------ Materials provided ------
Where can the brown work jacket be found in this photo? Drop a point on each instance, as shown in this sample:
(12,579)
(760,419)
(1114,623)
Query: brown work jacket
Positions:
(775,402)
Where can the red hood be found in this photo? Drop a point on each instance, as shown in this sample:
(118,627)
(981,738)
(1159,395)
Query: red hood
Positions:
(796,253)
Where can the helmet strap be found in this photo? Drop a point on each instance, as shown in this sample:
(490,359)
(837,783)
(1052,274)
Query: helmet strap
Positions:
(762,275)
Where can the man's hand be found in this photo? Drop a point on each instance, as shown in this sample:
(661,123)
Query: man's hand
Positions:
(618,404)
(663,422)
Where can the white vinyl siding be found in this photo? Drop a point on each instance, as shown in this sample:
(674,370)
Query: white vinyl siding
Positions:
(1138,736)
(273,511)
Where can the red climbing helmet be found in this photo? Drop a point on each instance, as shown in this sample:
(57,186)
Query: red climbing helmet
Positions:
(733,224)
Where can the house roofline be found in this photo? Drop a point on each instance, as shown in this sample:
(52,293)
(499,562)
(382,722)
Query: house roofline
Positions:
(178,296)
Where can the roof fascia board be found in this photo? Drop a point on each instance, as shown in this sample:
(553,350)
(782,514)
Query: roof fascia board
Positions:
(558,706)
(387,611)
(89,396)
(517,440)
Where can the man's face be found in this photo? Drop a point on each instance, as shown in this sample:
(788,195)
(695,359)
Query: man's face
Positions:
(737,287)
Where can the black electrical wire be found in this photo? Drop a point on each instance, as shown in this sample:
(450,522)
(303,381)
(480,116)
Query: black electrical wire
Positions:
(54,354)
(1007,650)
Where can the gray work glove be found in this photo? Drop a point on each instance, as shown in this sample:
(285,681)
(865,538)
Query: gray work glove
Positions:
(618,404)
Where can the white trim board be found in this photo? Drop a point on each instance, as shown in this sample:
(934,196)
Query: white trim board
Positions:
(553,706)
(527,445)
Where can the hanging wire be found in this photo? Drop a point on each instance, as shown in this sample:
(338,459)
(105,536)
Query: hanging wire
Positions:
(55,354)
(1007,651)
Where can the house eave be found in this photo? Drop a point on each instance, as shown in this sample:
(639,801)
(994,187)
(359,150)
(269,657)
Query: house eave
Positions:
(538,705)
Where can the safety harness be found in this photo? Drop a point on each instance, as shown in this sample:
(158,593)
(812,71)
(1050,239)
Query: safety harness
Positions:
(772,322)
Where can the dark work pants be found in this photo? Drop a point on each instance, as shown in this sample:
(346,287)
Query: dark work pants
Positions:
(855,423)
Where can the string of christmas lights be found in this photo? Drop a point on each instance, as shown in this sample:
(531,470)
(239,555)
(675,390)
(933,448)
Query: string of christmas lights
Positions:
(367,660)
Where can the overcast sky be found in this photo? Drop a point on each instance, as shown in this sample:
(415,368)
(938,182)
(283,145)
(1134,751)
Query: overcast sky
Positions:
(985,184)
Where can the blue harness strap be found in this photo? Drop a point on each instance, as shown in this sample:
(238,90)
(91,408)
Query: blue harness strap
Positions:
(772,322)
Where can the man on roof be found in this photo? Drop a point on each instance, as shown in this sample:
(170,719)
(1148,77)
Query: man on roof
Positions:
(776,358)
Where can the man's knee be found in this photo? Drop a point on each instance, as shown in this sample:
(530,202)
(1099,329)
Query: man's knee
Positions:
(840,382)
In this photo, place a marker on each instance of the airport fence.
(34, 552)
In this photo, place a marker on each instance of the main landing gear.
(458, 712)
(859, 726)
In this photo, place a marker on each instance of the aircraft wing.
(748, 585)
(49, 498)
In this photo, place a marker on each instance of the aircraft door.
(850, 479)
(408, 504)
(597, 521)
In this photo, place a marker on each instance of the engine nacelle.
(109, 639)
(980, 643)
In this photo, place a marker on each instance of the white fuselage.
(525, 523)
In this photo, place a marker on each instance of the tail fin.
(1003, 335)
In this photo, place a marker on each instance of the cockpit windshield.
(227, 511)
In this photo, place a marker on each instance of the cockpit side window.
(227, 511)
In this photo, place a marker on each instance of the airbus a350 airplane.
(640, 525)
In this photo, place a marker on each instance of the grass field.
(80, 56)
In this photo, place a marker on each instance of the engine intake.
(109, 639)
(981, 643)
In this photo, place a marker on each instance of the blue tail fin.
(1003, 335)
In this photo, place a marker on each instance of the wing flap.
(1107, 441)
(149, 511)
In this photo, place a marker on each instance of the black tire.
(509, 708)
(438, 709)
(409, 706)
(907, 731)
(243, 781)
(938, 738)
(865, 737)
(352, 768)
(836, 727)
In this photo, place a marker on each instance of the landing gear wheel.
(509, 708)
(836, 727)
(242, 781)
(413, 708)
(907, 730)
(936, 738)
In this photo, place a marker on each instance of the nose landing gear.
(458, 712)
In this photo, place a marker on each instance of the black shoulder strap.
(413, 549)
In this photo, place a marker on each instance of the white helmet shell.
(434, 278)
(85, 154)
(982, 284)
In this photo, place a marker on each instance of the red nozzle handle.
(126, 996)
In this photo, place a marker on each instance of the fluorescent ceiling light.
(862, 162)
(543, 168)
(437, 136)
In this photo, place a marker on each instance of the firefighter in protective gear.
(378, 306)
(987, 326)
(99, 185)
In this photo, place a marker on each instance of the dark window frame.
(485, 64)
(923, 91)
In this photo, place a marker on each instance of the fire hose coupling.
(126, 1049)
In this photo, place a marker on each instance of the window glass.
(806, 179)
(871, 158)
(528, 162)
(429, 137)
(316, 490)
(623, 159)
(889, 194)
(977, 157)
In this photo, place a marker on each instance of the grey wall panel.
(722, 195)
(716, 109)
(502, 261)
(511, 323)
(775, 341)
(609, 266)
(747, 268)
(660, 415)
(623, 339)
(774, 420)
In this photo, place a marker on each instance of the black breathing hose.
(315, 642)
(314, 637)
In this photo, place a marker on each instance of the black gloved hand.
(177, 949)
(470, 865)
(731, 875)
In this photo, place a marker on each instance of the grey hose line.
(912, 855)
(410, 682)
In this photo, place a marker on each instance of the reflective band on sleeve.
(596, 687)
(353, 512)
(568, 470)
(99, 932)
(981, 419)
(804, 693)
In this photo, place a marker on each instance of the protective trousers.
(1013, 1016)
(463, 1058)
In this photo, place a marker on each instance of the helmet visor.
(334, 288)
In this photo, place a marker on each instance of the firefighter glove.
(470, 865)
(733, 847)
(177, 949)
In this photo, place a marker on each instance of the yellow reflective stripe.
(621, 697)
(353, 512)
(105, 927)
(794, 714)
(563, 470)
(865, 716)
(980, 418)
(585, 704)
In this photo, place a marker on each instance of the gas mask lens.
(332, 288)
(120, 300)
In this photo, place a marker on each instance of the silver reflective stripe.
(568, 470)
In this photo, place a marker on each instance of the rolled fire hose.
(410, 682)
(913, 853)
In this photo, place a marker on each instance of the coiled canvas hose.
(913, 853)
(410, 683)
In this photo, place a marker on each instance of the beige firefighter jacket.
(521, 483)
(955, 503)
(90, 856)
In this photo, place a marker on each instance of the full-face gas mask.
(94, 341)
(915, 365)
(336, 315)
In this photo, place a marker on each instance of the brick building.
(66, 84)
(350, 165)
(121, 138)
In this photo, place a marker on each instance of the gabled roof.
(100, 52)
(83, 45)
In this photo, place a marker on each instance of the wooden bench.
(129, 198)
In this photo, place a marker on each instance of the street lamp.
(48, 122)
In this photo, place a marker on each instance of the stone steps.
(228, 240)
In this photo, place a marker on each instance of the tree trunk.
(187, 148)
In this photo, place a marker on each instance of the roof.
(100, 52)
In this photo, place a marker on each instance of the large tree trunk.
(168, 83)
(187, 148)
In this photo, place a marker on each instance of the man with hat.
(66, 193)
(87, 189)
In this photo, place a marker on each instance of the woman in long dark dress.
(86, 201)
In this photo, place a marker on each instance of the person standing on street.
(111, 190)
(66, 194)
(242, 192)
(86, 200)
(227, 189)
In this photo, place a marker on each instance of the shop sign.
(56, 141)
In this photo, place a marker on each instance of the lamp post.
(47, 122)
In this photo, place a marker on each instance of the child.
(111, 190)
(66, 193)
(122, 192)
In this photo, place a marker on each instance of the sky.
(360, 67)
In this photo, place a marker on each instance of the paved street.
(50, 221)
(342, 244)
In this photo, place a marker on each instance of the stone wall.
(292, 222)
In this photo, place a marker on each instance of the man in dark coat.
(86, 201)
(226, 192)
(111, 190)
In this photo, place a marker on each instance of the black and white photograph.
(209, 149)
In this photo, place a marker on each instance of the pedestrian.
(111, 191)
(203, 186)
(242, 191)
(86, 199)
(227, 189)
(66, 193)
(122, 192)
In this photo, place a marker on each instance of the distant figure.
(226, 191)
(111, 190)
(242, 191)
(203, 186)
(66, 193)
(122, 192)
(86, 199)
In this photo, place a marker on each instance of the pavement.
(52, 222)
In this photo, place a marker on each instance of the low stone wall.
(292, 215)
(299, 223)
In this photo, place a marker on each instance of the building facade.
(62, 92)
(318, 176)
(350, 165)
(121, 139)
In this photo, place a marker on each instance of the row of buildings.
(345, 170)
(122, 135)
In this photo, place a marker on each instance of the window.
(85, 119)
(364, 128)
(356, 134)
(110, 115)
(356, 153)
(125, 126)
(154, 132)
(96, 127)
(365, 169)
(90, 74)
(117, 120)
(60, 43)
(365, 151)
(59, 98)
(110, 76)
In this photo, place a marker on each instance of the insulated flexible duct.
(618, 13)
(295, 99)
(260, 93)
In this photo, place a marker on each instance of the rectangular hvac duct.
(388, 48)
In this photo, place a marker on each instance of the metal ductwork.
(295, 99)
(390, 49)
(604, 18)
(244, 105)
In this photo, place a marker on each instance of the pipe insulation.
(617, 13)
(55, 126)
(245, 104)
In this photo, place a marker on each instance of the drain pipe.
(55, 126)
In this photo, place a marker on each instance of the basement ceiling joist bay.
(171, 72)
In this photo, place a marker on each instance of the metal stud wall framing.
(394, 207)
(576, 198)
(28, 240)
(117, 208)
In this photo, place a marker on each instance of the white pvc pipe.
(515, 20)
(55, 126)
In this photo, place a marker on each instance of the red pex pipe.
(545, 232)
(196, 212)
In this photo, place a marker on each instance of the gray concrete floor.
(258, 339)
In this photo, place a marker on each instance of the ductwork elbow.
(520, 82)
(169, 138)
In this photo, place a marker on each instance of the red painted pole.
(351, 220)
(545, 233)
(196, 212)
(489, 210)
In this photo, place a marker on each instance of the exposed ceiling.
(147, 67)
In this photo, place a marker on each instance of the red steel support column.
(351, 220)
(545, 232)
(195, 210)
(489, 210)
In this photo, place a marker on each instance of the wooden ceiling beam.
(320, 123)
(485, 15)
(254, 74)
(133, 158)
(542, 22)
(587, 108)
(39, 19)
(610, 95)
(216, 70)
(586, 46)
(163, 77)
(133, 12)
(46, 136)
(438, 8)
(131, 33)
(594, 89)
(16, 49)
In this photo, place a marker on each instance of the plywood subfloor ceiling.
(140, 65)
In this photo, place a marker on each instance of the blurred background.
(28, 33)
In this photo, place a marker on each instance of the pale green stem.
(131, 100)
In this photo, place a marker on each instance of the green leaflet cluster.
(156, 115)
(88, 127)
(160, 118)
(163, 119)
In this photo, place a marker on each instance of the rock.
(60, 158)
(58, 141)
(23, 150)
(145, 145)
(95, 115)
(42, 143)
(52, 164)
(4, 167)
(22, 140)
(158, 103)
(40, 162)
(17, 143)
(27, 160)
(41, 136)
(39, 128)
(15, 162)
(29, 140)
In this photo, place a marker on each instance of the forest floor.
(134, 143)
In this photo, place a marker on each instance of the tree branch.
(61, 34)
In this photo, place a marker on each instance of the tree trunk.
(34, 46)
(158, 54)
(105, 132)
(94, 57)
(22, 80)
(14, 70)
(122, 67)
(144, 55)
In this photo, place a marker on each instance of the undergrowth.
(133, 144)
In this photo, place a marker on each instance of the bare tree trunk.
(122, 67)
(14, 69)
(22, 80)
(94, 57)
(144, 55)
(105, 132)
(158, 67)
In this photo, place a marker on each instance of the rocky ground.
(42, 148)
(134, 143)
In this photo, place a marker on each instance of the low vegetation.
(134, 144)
------
• _Directions_
Everything from the line with "wooden ceiling beam." through the last line of the data above, please return word for word, and no other line.

• _Solution below_
In this photo, place a marker on each instance of the wooden ceiling beam.
(320, 123)
(485, 15)
(254, 74)
(133, 158)
(542, 22)
(587, 108)
(39, 19)
(610, 95)
(216, 70)
(586, 46)
(163, 77)
(133, 12)
(46, 136)
(438, 8)
(131, 33)
(594, 89)
(16, 49)
In this photo, place a marker on each instance of the plywood subfloor ceiling.
(140, 65)
In this photo, place a marker on each instance of the blurred background.
(28, 33)
In this photo, place a marker on each instance of the pale green stem.
(131, 100)
In this photo, place a marker on each instance of the green leaflet cluster.
(156, 115)
(88, 127)
(160, 118)
(163, 119)
In this photo, place a marker on each instance of the rock.
(60, 158)
(58, 141)
(23, 150)
(145, 145)
(95, 115)
(42, 143)
(52, 164)
(4, 167)
(22, 140)
(158, 103)
(40, 162)
(17, 143)
(27, 160)
(41, 136)
(39, 128)
(15, 162)
(29, 140)
In this photo, place a marker on each instance of the forest floor.
(134, 143)
In this photo, place a marker on each instance of the tree branch.
(61, 34)
In this photo, place a marker on each instance of the tree trunk.
(34, 46)
(158, 54)
(105, 132)
(94, 57)
(22, 80)
(14, 70)
(122, 67)
(144, 55)
In this photo, place a marker on each instance of the undergrowth.
(133, 144)
In this photo, place a marker on each instance of the bare tree trunk.
(122, 67)
(14, 69)
(22, 80)
(94, 57)
(144, 55)
(105, 132)
(158, 67)
In this photo, place a marker on each instance of the rocky ground.
(42, 148)
(134, 143)
In this photo, place a marker on each instance of the low vegetation.
(134, 144)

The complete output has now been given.